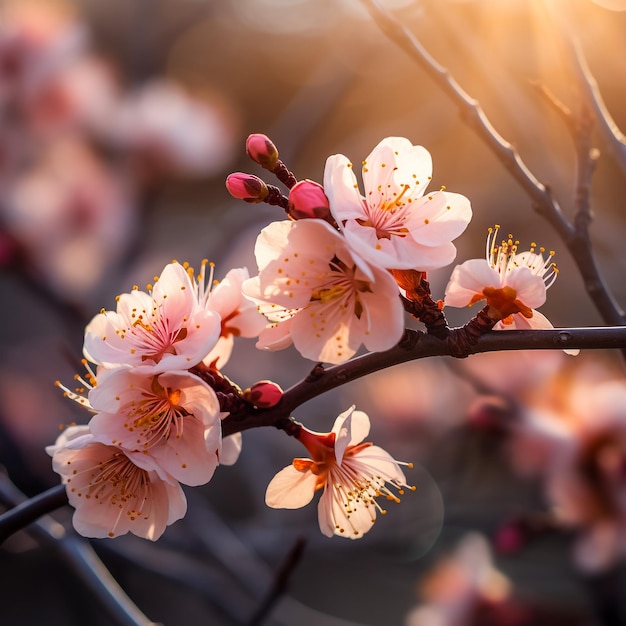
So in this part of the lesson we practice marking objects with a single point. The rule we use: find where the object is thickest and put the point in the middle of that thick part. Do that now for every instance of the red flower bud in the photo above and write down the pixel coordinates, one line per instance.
(264, 394)
(261, 150)
(246, 187)
(307, 199)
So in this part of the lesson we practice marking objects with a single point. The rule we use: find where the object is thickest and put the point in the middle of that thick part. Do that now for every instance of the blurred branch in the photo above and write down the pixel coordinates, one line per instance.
(30, 510)
(577, 242)
(82, 559)
(589, 86)
(281, 582)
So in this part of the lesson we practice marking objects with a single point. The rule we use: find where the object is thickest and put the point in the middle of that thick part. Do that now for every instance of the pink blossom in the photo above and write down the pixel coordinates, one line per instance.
(169, 328)
(320, 296)
(352, 475)
(113, 491)
(239, 316)
(461, 585)
(73, 216)
(394, 225)
(173, 417)
(173, 131)
(512, 283)
(585, 476)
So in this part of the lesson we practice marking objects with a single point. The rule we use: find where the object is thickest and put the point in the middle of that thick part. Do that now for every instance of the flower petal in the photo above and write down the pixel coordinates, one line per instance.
(290, 489)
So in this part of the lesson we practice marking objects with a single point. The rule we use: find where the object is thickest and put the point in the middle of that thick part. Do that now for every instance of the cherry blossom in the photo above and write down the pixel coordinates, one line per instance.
(512, 284)
(352, 475)
(320, 296)
(169, 328)
(463, 587)
(115, 491)
(172, 131)
(240, 316)
(395, 225)
(174, 417)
- - - - -
Exercise details — Would you retype all the lines shown above, exactly as written and without any picture?

Answer for this exercise —
So in this part of the lesson we practice marking objects with a single point. The rule we use: find where the object is thickest and put the point in the middle of that thick part. Do that now for every instance of the red flower bud in the photo above and write down the pixel coordinates, one line per instance.
(264, 394)
(261, 150)
(246, 187)
(307, 199)
So in this part of the lesson we practice marking objects with a single point. The rule we use: find where the object is thickest and put the point in the middle of that thick part. Do that now for every instance of the blurred branch in the photo above and write down the pixel coordinates, one line per instance.
(30, 510)
(577, 242)
(82, 559)
(589, 86)
(281, 582)
So in this part of the lesson we practice marking objects with a single point. The rule we use: find where the object is thickest and put the point in the middle of that thick part. Do that now for every instance of the pink blossom in the photo above and write down the pixel coordinates, one line per instance.
(169, 328)
(320, 296)
(352, 475)
(113, 491)
(239, 316)
(461, 585)
(73, 216)
(394, 225)
(173, 417)
(173, 131)
(512, 283)
(585, 476)
So in this part of the lesson we practice marking objects with a single point. The rule we use: find where the object is thickest and put the point in the middle of that thick part. Do that now for every instance of the flower petal in the photo above and write down the pixel coordinates, one line per instance.
(290, 489)
So in this part of the lesson we practice marking objects with a single point. The rule we use: find where the object is thickest and put the point in the middle of that thick part. Do that now for every instance of the cherry blossom in the photo above and write down the pixel coordinates, one line per instance.
(512, 284)
(352, 475)
(320, 296)
(169, 328)
(463, 587)
(115, 491)
(172, 131)
(240, 316)
(395, 225)
(174, 417)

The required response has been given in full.